=== Written exercise ===
Convert the entries to a JSON array of strings, one string per line with blank lines omitted, starting at the line that contains "Guideline: for every instance of the wooden" and running through the final line of the entries.

=== Input material ===
________________________

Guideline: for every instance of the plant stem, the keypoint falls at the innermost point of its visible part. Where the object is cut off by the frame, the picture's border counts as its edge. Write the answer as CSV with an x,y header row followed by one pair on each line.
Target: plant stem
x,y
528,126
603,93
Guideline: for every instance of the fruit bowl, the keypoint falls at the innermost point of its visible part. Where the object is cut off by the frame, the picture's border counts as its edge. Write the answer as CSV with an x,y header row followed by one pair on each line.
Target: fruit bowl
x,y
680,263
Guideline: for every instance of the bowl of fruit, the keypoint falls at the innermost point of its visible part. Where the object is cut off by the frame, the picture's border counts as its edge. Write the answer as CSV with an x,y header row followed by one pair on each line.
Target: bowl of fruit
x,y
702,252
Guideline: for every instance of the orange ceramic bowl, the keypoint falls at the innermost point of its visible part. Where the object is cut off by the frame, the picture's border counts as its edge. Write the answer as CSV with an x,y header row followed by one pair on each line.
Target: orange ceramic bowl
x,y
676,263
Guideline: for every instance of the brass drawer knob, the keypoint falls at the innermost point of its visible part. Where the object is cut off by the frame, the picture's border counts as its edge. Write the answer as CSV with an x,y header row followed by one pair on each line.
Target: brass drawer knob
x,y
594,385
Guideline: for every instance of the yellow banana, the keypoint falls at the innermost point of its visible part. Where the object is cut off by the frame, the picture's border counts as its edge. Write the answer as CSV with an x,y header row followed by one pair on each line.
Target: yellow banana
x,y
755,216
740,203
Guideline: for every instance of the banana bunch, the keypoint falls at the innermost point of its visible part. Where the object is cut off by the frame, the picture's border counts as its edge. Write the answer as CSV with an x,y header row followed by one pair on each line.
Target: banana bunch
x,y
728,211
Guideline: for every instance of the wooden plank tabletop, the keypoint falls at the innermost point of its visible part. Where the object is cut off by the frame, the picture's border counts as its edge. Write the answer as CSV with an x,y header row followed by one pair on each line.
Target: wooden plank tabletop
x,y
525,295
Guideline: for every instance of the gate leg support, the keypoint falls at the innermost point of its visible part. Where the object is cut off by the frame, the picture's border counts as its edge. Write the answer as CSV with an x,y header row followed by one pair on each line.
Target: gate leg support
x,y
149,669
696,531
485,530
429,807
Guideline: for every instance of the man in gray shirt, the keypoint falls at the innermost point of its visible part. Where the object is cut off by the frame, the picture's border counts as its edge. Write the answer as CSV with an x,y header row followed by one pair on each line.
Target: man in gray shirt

________________________

=== Solution ===
[
  "Guideline: for every instance of the wooden plank tabletop, the keypoint falls at the innermost point of its visible part. Where the object is cut off by the frame, the picture's border counts as its edge. Write the answer as CSV with an x,y header row followed by one pair on each line.",
  "Target: wooden plank tabletop",
  "x,y",
  "525,295",
  "Guideline: for every instance of the gate leg support, the keypoint falls at the innermost point of its visible part. Where the object is cut off by the frame, the picture's border counts as its edge. Write the answer as CSV with an x,y header row followed by one pair on each line.",
  "Target: gate leg support",
  "x,y",
  "149,669",
  "696,531",
  "485,530",
  "429,807",
  "Guideline: for every instance of the man in gray shirt, the keypoint falls at the innermost point of its visible part. Where the object is cut off by the frame, the picture's border counts as its edge. Write the answer as CSV with an x,y header row followed by one pair on each line.",
  "Target: man in gray shirt"
]